Writers: Akiva Goldsman & Mark Protosevich (based on the novel by Richard Matheson)
Cast: Will Smith (Robert Neville), Alice Braga (Anna), Charlie Tahan (Ethan), Salli Richardson (Zoe), Willow Smith (Marley), Darrell Foster (Military Escort), April Grace (TV Personality), Dash Mihok (Alpha Male), Joanna Numata (Alpha Female), Samuel Glen (Military Driver), Marin Ireland (Woman Evacuee), Pedro Mojica (Sergeant) & Anthony Mazza (Evacuation Cop)
It's another go around for Richard Matheson's seminal 1954 novel, previously filmed as The Last Man On Earth (1964) and, most famously, Charlton Heston classic The Omega Man (1971).
This 21st-century update was stuck in development hell throughout the 90s, with Mark Protosevich's well-regarded action epic once having Arnold Schwarzenegger attached. How times change, eh? It now arrives, courtesy of a 9/11-influenced rewrite from screenwriter Akiva Goldsman, with nice-guy Will Smith...
New York ("Ground Zero"), 2012. It's 3 years after a cancer cure mutated and wiped out 90% of the population. Robert Neville (Will Smith) is immune and has become the last man on earth, filling his days by cruising around the Big Apple hunting deer in a sports car, with his trusty Alsatian Sam.
By day, that it...
At night, some unlucky survivors (mutated human "vampires"; although that word is never uttered), have the post-apocalyptic world as their playground. Virologist Neville is struggling to find a cure for the infected "dark seekers" in his personal laboratory, by testing infected rats and the occasional human he snares in elaborate traps.
It's your typical end-of-the-world scenario; clichés forgiven because the film's source material created most of them. But it's clear that director Francis Lawrence (Constantine) has been influenced by the films Matheson's book spawned – particularly 28 Days Later; with that film's empty London streets relocated to New York, and expanded upon thanks to a luxurious budget.
Its smaller moments are similarly indebted to dystopian films, like This Quiet Earth (1985) -- when it's revealed Neville has staged mannequins around a DVD rental store to stave off loneliness. However, despite the fact the concept has nothing new to say, it's an agreeable survival drama with some impressive visuals.
In the pantheon of desolate cities realized on film, director Lawrence's film is one of the more plausible and immersive. It's just a shame the former music video director doesn't push himself beyond doing a workmanlike job everywhere. Nothing is distractingly bad, but everything Lawrence does just reminds you of better directors' work – from Danny Boyle's aforementioned 28 Days Later, to Steven Spielberg's ferry evacuation scene in War Of The Worlds.
The decision to have the acrobatic, bloodthirsty "dark seekers" be motion-captured people is also an unfortunate misstep. Lawrence apparently didn’t think the originally-cast actors were able to give the frenzied performance he was after, so managed to get the studio to fund a CGI overhaul. I don't know how bad the human actors were to begin with, but there's no denying that en masse CGI actors still have a distancing, synthetic feel to them.

Data records:
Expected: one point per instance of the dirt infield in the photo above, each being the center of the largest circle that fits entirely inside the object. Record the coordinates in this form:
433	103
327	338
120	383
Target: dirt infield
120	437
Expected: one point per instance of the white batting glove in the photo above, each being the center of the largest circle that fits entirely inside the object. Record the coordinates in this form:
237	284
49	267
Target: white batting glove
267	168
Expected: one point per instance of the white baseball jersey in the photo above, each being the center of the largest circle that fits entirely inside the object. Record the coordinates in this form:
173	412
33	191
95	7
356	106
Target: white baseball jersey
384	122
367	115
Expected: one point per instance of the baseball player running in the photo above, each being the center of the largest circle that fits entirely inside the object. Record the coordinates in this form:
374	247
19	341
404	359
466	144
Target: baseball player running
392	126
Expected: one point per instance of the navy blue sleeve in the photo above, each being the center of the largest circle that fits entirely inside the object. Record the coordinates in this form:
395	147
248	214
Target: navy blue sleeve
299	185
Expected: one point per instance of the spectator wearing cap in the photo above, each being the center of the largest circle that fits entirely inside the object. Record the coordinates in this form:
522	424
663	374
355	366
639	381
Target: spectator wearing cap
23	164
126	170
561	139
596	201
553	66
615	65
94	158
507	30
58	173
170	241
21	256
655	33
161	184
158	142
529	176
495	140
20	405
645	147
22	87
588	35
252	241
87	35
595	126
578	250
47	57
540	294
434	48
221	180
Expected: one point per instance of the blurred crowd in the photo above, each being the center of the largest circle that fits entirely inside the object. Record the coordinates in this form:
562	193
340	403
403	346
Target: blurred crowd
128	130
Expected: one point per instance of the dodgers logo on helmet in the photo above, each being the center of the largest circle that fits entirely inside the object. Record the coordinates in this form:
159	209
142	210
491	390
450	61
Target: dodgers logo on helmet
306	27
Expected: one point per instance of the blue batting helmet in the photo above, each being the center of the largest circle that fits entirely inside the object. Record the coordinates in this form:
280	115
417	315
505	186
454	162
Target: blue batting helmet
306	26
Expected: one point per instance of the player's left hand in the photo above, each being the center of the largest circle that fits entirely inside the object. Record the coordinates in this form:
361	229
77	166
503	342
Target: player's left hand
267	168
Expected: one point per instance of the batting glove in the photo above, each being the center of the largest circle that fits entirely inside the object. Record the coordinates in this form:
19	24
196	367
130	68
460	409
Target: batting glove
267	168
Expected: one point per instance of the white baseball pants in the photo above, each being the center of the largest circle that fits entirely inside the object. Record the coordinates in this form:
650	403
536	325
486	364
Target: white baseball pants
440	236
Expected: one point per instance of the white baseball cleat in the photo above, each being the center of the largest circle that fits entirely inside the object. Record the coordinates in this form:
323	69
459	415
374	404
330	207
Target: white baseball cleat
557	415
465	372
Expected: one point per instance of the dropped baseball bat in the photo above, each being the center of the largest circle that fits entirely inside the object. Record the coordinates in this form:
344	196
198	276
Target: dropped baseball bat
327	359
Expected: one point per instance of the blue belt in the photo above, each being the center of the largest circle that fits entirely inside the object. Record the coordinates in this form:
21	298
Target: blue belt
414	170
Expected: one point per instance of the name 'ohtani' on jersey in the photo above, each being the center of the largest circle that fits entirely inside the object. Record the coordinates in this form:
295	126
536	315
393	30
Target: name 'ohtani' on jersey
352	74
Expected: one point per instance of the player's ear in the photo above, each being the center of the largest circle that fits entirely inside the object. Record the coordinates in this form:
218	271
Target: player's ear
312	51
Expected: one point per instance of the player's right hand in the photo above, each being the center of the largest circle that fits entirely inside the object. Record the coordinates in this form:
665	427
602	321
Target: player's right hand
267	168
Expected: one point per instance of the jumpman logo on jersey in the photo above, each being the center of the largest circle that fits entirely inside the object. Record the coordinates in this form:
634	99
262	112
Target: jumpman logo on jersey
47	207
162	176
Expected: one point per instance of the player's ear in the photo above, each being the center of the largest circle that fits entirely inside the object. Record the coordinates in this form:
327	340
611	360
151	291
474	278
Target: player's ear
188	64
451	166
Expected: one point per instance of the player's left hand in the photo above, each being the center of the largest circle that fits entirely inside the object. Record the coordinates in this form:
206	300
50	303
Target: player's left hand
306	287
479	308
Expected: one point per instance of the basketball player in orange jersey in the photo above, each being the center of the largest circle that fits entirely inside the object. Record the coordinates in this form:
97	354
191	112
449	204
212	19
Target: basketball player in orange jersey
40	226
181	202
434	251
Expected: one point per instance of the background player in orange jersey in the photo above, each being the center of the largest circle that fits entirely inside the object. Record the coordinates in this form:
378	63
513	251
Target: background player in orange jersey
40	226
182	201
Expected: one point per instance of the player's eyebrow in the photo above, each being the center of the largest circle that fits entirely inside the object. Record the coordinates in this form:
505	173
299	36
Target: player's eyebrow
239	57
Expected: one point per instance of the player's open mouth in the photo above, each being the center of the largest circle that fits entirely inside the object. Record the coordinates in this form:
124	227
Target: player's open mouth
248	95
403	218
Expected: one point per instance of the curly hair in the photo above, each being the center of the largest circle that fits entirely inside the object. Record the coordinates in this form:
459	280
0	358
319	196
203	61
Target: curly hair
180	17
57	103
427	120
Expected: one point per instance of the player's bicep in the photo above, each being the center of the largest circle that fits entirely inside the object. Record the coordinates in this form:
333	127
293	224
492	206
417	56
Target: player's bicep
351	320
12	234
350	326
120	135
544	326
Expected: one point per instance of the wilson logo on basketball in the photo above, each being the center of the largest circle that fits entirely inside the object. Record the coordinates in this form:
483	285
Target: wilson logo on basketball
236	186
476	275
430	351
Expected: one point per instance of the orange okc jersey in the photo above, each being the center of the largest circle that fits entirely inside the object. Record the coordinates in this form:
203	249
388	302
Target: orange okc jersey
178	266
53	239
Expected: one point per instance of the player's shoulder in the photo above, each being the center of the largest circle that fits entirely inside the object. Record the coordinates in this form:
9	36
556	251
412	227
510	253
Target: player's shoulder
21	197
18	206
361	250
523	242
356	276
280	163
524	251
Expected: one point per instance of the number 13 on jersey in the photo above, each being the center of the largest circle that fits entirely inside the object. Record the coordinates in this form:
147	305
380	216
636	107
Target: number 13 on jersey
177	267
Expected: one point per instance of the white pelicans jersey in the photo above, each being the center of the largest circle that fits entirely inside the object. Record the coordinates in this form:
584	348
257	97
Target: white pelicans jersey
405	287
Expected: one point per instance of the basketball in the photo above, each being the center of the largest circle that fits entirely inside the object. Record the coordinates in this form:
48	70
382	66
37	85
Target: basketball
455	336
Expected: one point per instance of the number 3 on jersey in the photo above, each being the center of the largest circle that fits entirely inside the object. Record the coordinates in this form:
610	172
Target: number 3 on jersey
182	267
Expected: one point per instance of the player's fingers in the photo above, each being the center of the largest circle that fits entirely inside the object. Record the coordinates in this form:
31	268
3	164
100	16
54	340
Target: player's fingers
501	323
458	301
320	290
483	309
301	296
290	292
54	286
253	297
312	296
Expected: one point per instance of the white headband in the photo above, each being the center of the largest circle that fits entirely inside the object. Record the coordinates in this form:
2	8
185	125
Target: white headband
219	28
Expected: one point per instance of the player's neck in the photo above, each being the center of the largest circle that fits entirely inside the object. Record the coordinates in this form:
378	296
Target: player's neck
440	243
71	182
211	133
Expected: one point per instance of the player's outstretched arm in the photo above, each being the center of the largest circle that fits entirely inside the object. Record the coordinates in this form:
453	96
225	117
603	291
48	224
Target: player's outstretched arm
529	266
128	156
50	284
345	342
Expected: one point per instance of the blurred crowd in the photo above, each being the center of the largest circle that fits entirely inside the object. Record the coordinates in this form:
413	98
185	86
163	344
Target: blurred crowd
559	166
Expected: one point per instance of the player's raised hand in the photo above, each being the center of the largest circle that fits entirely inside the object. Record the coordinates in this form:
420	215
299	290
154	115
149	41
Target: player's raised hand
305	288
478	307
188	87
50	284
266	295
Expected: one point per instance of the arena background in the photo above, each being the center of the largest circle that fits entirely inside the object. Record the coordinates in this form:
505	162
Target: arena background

### Instructions:
**1.** Answer each question from the film review.
(a) In what year was Richard Matheson's novel published?
(b) What share of the population was wiped out by the mutated cancer cure?
(c) Whose ferry evacuation scene does Lawrence's work bring to mind?
**2.** List every film title named in the film review.
The rows are separate material, unconnected to the film review.

### Your responses:
**1.**
(a) 1954
(b) 90%
(c) Steven Spielberg's, in War Of The Worlds

**2.**
The Last Man On Earth (1964)
The Omega Man (1971)
Constantine
28 Days Later
This Quiet Earth (1985)
War Of The Worlds